## YOUR TASK:
Produce an exact copy of all the records.

*** INPUT DATA Section Begins ***

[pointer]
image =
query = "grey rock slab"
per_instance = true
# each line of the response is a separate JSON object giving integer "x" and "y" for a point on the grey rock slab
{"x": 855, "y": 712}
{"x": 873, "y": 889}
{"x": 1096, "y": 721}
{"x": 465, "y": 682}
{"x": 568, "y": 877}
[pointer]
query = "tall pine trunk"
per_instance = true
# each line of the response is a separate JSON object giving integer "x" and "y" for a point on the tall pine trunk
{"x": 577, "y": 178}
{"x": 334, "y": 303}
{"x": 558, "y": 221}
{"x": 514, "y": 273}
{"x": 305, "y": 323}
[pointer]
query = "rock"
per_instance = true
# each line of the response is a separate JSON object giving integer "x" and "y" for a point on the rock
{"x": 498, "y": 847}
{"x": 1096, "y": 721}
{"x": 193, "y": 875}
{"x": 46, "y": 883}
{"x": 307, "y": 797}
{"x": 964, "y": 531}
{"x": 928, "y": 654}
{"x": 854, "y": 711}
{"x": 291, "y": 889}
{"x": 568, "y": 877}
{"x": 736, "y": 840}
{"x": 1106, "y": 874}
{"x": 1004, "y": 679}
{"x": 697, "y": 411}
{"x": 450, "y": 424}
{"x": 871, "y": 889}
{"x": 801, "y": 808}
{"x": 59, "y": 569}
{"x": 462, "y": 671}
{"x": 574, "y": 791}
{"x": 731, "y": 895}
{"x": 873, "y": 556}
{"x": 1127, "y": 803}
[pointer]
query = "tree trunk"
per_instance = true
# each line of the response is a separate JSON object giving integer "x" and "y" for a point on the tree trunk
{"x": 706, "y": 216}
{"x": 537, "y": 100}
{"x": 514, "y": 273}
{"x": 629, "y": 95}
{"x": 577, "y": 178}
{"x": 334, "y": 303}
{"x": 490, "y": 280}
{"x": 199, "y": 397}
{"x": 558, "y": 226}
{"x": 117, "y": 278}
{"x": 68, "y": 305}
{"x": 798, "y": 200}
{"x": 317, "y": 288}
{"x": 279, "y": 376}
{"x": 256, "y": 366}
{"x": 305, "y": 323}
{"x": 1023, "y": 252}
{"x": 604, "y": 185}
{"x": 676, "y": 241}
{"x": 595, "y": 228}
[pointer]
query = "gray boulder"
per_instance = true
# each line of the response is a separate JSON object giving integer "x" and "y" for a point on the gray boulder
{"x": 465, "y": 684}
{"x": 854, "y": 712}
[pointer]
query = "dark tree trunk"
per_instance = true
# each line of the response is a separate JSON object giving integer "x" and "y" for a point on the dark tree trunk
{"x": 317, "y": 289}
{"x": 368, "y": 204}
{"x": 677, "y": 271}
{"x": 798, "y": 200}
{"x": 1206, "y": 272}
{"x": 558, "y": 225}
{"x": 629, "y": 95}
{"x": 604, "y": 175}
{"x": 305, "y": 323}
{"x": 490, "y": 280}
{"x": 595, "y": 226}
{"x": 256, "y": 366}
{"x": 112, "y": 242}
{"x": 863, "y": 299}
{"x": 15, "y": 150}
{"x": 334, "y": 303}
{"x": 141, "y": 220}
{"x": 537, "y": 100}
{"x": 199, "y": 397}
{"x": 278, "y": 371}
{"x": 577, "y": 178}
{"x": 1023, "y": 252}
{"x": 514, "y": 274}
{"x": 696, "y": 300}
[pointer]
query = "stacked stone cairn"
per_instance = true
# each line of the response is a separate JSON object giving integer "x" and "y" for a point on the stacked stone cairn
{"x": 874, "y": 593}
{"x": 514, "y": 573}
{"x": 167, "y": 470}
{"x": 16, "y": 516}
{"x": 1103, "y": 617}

*** INPUT DATA Section Ends ***

## RESULT OF THE EXERCISE:
[pointer]
image =
query = "grey rock slab"
per_instance = true
# each line of the response is a separate JSON object giving integer "x" and "y" for a point on the grey rock slab
{"x": 855, "y": 712}
{"x": 873, "y": 889}
{"x": 1096, "y": 721}
{"x": 465, "y": 682}
{"x": 568, "y": 877}
[pointer]
query = "tall pine trunk"
per_instance = true
# each line of the response is a separate JSON object giving integer "x" and "y" for a point on the tall pine trunk
{"x": 577, "y": 178}
{"x": 334, "y": 303}
{"x": 558, "y": 221}
{"x": 514, "y": 273}
{"x": 305, "y": 323}
[pointer]
query = "rock"
per_instance = true
# each line of the response is a separate JSON object giving integer "x" and "y" for a point on the rock
{"x": 498, "y": 847}
{"x": 1096, "y": 721}
{"x": 193, "y": 875}
{"x": 46, "y": 883}
{"x": 307, "y": 797}
{"x": 964, "y": 531}
{"x": 928, "y": 654}
{"x": 854, "y": 711}
{"x": 291, "y": 889}
{"x": 568, "y": 877}
{"x": 736, "y": 840}
{"x": 1106, "y": 874}
{"x": 1004, "y": 679}
{"x": 697, "y": 411}
{"x": 450, "y": 424}
{"x": 871, "y": 889}
{"x": 801, "y": 808}
{"x": 59, "y": 569}
{"x": 462, "y": 671}
{"x": 574, "y": 791}
{"x": 731, "y": 895}
{"x": 873, "y": 556}
{"x": 1127, "y": 803}
[pointer]
query = "tree trunk"
per_instance = true
# each line of the response is a separate JSON object giving integer "x" and "y" for a point on the tree trunk
{"x": 706, "y": 216}
{"x": 537, "y": 100}
{"x": 514, "y": 273}
{"x": 629, "y": 95}
{"x": 577, "y": 178}
{"x": 334, "y": 303}
{"x": 490, "y": 280}
{"x": 199, "y": 397}
{"x": 558, "y": 226}
{"x": 117, "y": 278}
{"x": 68, "y": 305}
{"x": 798, "y": 200}
{"x": 317, "y": 288}
{"x": 279, "y": 376}
{"x": 256, "y": 366}
{"x": 305, "y": 323}
{"x": 1023, "y": 252}
{"x": 604, "y": 185}
{"x": 676, "y": 241}
{"x": 595, "y": 228}
[pointer]
query = "gray boulder"
per_instance = true
# each line of the response is a separate JSON object giving integer "x" and "y" for a point on the gray boulder
{"x": 465, "y": 684}
{"x": 854, "y": 712}
[pointer]
query = "dark tree trunk"
per_instance = true
# each line of the response is a separate JSON object giving integer "x" and "y" for a point on the dark tree trunk
{"x": 317, "y": 289}
{"x": 368, "y": 204}
{"x": 677, "y": 271}
{"x": 798, "y": 200}
{"x": 1206, "y": 272}
{"x": 558, "y": 225}
{"x": 629, "y": 95}
{"x": 604, "y": 175}
{"x": 305, "y": 323}
{"x": 490, "y": 280}
{"x": 595, "y": 226}
{"x": 256, "y": 366}
{"x": 112, "y": 242}
{"x": 863, "y": 299}
{"x": 15, "y": 150}
{"x": 334, "y": 303}
{"x": 141, "y": 220}
{"x": 537, "y": 100}
{"x": 199, "y": 397}
{"x": 278, "y": 371}
{"x": 577, "y": 178}
{"x": 1023, "y": 252}
{"x": 514, "y": 274}
{"x": 696, "y": 300}
[pointer]
query = "stacked stone cairn"
per_instance = true
# each line of the response is a separate JSON object giving integer "x" and "y" for a point on the stacked stone cairn
{"x": 874, "y": 593}
{"x": 514, "y": 573}
{"x": 167, "y": 470}
{"x": 16, "y": 516}
{"x": 1103, "y": 617}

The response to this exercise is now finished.